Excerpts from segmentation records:

* begin *

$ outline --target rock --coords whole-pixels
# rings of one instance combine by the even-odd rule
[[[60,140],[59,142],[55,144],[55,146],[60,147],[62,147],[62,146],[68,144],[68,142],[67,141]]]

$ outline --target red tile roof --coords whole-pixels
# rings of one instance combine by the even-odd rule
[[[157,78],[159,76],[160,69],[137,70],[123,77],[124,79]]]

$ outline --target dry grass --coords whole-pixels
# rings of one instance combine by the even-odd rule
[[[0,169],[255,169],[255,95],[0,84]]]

* end *

▸ Stated task
Put every line from the one containing "grass --coords whole-pixels" through the last line of the items into a numbered list, skipping blank lines.

▸ Task response
1. $ outline --target dry grass --coords whole-pixels
2. # rings of one instance combine by the even-odd rule
3. [[[0,169],[255,169],[255,95],[0,84]]]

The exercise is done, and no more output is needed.